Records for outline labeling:
_ _ _

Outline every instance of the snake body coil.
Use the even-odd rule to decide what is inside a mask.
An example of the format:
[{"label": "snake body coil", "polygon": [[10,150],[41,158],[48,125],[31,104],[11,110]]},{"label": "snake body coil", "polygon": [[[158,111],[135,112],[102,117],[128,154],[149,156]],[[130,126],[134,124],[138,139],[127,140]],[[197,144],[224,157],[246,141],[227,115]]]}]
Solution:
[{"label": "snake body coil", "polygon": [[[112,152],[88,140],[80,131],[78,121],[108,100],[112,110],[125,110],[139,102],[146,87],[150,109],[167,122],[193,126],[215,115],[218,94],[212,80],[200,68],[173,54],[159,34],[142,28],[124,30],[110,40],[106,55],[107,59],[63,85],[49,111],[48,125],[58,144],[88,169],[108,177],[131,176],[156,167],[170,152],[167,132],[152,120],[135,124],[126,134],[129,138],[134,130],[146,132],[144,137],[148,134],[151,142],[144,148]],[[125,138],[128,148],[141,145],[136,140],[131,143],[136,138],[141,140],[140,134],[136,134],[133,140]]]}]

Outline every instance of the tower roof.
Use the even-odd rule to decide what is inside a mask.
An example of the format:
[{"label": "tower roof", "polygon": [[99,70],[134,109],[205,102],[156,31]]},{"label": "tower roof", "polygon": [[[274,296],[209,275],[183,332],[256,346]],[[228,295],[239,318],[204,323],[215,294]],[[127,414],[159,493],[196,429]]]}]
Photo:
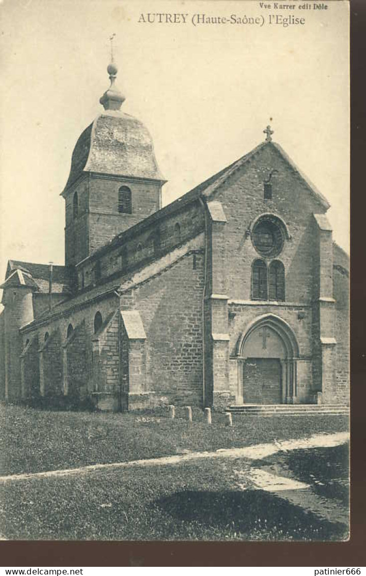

_ _ _

* **Exercise directions**:
List each line in the records above that contains the word "instance".

* **Finished task**:
Outline every instance of the snake body coil.
Outline every instance of the tower roof.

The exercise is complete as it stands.